(A block of data)
————

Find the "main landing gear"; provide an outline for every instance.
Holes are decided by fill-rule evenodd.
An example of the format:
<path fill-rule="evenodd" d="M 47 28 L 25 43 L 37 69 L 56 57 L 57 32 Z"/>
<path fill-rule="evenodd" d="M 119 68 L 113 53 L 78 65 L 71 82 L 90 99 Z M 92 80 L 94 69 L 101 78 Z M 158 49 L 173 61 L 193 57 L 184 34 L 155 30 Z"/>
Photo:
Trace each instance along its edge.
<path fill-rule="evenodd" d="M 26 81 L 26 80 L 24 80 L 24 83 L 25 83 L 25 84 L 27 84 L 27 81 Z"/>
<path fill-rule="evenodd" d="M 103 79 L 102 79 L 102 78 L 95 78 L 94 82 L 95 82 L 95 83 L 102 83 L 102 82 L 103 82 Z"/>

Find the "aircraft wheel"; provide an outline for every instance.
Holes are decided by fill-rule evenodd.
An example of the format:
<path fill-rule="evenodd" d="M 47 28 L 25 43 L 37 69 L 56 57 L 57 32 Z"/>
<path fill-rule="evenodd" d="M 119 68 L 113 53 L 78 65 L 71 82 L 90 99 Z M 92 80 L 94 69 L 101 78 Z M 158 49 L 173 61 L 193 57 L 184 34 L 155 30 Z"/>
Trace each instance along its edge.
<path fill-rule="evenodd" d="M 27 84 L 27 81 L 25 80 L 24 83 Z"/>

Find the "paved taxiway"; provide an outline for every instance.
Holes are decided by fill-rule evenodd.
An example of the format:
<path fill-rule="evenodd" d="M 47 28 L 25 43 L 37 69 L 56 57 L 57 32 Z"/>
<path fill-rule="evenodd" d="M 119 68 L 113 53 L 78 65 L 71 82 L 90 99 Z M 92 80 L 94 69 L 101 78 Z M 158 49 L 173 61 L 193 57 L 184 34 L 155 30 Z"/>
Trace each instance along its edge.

————

**TASK TO COMPLETE**: Put every line of the data above into a numbered list, leaving out the blank lines.

**IN RESPONSE**:
1. Find the "main landing gear"; provide an outline for every instance.
2. Holes are decided by fill-rule evenodd.
3. An example of the format:
4. <path fill-rule="evenodd" d="M 47 28 L 25 43 L 37 69 L 56 57 L 57 32 Z"/>
5. <path fill-rule="evenodd" d="M 119 68 L 113 53 L 78 65 L 71 82 L 90 99 Z M 92 80 L 94 69 L 101 78 Z M 158 49 L 173 61 L 193 57 L 184 34 L 155 30 Z"/>
6. Photo:
7. Trace each instance along its edge.
8. <path fill-rule="evenodd" d="M 26 81 L 26 80 L 24 80 L 24 83 L 25 83 L 25 84 L 27 84 L 27 81 Z"/>
9. <path fill-rule="evenodd" d="M 103 79 L 102 79 L 102 78 L 95 78 L 94 82 L 95 82 L 95 83 L 102 83 L 102 82 L 103 82 Z"/>
10. Find the "aircraft wheel"; provide an outline for every instance.
11. Holes are decided by fill-rule evenodd.
12. An example of the format:
13. <path fill-rule="evenodd" d="M 47 28 L 25 43 L 37 69 L 56 57 L 57 32 Z"/>
14. <path fill-rule="evenodd" d="M 119 68 L 113 53 L 78 65 L 71 82 L 90 99 Z M 92 80 L 94 69 L 101 78 Z M 158 49 L 173 61 L 193 57 L 184 34 L 155 30 Z"/>
15. Trace each instance along its edge.
16. <path fill-rule="evenodd" d="M 27 84 L 27 81 L 25 80 L 24 83 Z"/>
17. Find the "paved taxiway"; provide an outline for every instance.
18. Holes are decided by fill-rule evenodd.
19. An example of the format:
20. <path fill-rule="evenodd" d="M 47 28 L 25 43 L 37 69 L 56 57 L 57 32 Z"/>
21. <path fill-rule="evenodd" d="M 119 68 L 113 53 L 78 65 L 71 82 L 90 99 Z M 92 80 L 94 69 L 101 78 Z M 158 49 L 173 61 L 193 57 L 184 34 L 155 30 Z"/>
22. Trace each instance along its edge.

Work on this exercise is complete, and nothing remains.